(Shape labeling records)
_ _ _ _ _

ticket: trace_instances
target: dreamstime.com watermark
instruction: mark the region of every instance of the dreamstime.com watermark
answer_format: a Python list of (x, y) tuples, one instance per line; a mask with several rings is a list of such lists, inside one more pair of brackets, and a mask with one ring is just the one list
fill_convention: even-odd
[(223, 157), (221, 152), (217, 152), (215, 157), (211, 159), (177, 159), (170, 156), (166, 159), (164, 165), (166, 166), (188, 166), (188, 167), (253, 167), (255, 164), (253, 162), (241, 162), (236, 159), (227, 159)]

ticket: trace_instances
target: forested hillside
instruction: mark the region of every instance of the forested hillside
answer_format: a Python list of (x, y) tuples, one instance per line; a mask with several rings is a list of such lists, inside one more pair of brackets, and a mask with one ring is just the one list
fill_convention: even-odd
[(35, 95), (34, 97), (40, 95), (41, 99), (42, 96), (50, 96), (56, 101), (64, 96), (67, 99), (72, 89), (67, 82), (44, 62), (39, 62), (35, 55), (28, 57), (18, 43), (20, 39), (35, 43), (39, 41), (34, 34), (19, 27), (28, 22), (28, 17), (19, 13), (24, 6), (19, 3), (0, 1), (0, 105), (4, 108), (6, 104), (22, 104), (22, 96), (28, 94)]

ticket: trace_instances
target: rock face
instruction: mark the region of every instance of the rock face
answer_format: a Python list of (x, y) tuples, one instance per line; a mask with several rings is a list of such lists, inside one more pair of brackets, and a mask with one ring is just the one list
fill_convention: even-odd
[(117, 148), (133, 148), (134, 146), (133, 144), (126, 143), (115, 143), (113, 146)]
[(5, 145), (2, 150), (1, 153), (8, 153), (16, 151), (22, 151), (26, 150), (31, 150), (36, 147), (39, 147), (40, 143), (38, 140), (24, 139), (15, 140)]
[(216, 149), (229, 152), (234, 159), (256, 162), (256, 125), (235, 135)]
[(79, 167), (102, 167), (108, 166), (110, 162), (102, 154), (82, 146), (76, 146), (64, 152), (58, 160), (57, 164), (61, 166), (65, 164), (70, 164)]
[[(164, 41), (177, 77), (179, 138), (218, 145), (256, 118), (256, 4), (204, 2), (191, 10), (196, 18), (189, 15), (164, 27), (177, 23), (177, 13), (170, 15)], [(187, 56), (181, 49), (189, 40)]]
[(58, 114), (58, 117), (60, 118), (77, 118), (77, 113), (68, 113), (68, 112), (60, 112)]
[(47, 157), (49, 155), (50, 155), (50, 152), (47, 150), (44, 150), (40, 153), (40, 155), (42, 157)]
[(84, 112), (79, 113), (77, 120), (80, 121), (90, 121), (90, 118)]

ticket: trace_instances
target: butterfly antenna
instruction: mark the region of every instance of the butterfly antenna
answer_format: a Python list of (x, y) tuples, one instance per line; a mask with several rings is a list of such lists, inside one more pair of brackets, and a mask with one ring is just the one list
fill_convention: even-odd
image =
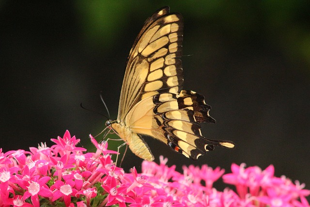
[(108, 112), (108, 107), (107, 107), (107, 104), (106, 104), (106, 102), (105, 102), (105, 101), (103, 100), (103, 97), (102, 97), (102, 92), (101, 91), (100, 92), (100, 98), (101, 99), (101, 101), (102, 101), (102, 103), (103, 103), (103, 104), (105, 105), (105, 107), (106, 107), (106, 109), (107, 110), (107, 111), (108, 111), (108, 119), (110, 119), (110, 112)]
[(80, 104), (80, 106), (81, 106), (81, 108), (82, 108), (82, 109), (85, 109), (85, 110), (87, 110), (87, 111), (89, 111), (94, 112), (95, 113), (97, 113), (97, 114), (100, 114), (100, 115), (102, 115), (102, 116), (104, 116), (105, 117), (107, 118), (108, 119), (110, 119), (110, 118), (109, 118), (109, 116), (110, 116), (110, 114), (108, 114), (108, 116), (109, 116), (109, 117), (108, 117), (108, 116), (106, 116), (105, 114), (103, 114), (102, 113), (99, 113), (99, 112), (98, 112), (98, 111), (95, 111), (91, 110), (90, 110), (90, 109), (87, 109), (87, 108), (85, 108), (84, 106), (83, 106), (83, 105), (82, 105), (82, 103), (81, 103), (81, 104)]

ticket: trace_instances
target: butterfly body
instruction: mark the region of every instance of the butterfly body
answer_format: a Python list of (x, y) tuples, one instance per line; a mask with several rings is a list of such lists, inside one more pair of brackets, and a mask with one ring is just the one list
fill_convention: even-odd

_ _ _ _ _

■ **What the exercise asks**
Can you retype the entire listing above character for character, omitting the pictures?

■ **Problem solution**
ticket: trace_instances
target: dreamstime.com watermark
instruction: mark the region of every instance of the dreamstime.com watermark
answer_format: a Python list of (x, y) tuples, one instance per line; a mask with several rings is a list of such lists, inside one more pair of brackets, and a mask with one ring is just the one list
fill_convention: even-odd
[(223, 157), (221, 152), (217, 152), (215, 157), (211, 159), (177, 159), (170, 156), (166, 159), (164, 165), (166, 166), (188, 166), (188, 167), (253, 167), (255, 164), (253, 162), (241, 162), (236, 159), (227, 159)]

ticket: trace_instances
target: forested hillside
instruction: mark the region of every instance of the forested hillside
answer_format: a Python list of (x, y) tuples, one instance per line; a mask with several rings is a list of such lists, inside one more pair of brackets, and a mask with one ring is just the one list
fill_convention: even-odd
[(35, 95), (34, 97), (40, 95), (41, 99), (42, 96), (50, 96), (56, 101), (64, 96), (67, 99), (72, 89), (67, 82), (44, 62), (39, 62), (35, 55), (28, 57), (18, 43), (20, 39), (35, 43), (39, 41), (34, 34), (19, 27), (28, 22), (28, 17), (19, 13), (24, 6), (19, 3), (0, 1), (0, 105), (4, 108), (6, 104), (22, 104), (22, 96), (28, 94)]

ticket: trace_instances
target: rock face
instruction: mark the region of every instance of the rock face
answer_format: a Python list of (x, y) tuples, one instance per line; a mask with several rings is a list of such lists, inside one more pair of brackets, and a mask with one ring is just the one list
fill_convention: even-odd
[(117, 148), (133, 148), (134, 146), (133, 144), (126, 143), (115, 143), (113, 146)]
[(5, 145), (2, 150), (1, 153), (8, 153), (16, 151), (22, 151), (26, 150), (31, 150), (36, 147), (39, 147), (40, 143), (38, 140), (24, 139), (15, 140)]
[(216, 149), (229, 152), (234, 159), (256, 162), (256, 125), (235, 135)]
[(79, 167), (102, 167), (108, 166), (110, 162), (102, 154), (82, 146), (76, 146), (64, 152), (58, 160), (57, 164), (61, 166), (65, 164), (70, 164)]
[[(164, 41), (177, 77), (179, 138), (218, 145), (256, 118), (256, 4), (204, 2), (191, 10), (196, 18), (189, 15), (164, 27), (177, 23), (177, 13), (170, 15)], [(187, 56), (181, 49), (189, 40)]]
[(58, 114), (58, 117), (60, 118), (77, 118), (77, 113), (68, 113), (68, 112), (60, 112)]
[(47, 157), (49, 155), (50, 155), (50, 152), (47, 150), (44, 150), (40, 153), (40, 155), (42, 157)]
[(84, 112), (79, 113), (77, 120), (80, 121), (90, 121), (90, 118)]

ticket: trace_instances
target: butterfly antenna
instruction: mark the region of every instance of the butterfly antenna
answer_format: a Python list of (x, y) tuples, one instance per line; a mask with several rings is a list of such lists, inside one more pair of brackets, and a mask with one ring is just the one list
fill_convention: even-odd
image =
[(108, 112), (108, 107), (107, 107), (107, 104), (106, 104), (106, 102), (105, 102), (105, 101), (103, 100), (103, 97), (102, 97), (102, 92), (101, 91), (100, 92), (100, 98), (101, 99), (101, 101), (102, 101), (102, 103), (103, 103), (103, 104), (105, 105), (105, 107), (106, 107), (106, 109), (107, 110), (107, 111), (108, 111), (108, 119), (110, 119), (110, 112)]
[(80, 104), (80, 106), (81, 106), (81, 108), (82, 108), (82, 109), (85, 109), (85, 110), (87, 110), (87, 111), (89, 111), (94, 112), (95, 113), (97, 113), (97, 114), (100, 114), (100, 115), (102, 115), (102, 116), (104, 116), (105, 117), (107, 118), (108, 119), (110, 119), (110, 118), (109, 118), (109, 116), (110, 116), (110, 114), (108, 114), (108, 116), (109, 116), (109, 117), (108, 117), (108, 116), (106, 116), (105, 114), (103, 114), (102, 113), (99, 113), (99, 112), (98, 112), (98, 111), (95, 111), (91, 110), (90, 110), (90, 109), (87, 109), (87, 108), (85, 108), (84, 106), (83, 106), (83, 105), (82, 105), (82, 103), (81, 103), (81, 104)]

ticket: trace_instances
target: butterfly body
instruction: mark the region of every instance of the butterfly body
answer_format: a Python list of (x, y) tuples, one instance per line; a mask with several rings is a list of such lists, inside one more pair of brackets, and a mask with one ring is just the one list
fill_convention: even-odd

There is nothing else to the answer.